### Task prompt
Gather every line of the material below that contains the word "side", and copy each of those lines unchanged.

-- Start Excerpted data --

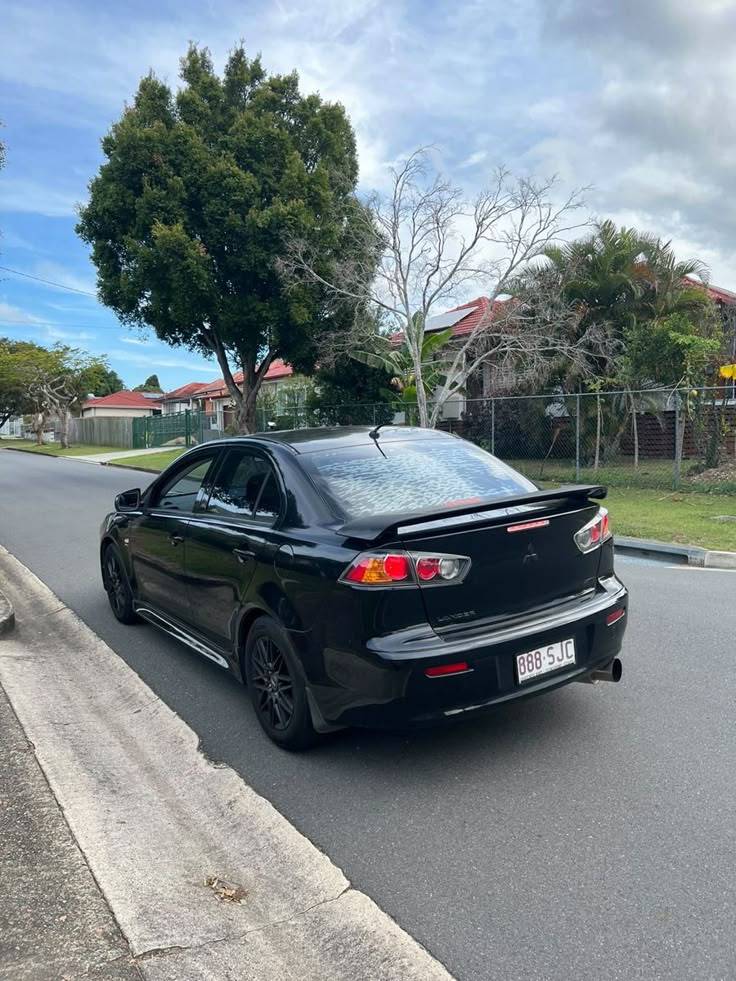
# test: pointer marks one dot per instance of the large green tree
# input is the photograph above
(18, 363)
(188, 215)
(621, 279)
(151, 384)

-- End Excerpted data --
-- Start Excerpted data --

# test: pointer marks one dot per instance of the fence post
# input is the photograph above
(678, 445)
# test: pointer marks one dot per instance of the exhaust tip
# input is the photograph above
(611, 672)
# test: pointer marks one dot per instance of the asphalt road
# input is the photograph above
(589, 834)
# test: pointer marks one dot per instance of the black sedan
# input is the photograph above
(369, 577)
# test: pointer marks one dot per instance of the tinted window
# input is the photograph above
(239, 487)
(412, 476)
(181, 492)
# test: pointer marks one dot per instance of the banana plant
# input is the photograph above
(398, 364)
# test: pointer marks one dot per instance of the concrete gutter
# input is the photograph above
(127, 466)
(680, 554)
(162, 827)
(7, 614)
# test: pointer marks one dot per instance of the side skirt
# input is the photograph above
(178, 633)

-- End Excerpted data --
-- Start Excerpted data --

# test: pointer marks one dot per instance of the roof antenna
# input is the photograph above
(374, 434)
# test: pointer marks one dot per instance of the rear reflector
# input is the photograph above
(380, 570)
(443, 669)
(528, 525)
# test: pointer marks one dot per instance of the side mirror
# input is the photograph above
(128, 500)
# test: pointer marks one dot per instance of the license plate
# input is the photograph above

-- End Excerpted data --

### Reply
# test: pointer marks one dot per instance of the side skirt
# test: pointer marks one dot per instance of the side mirror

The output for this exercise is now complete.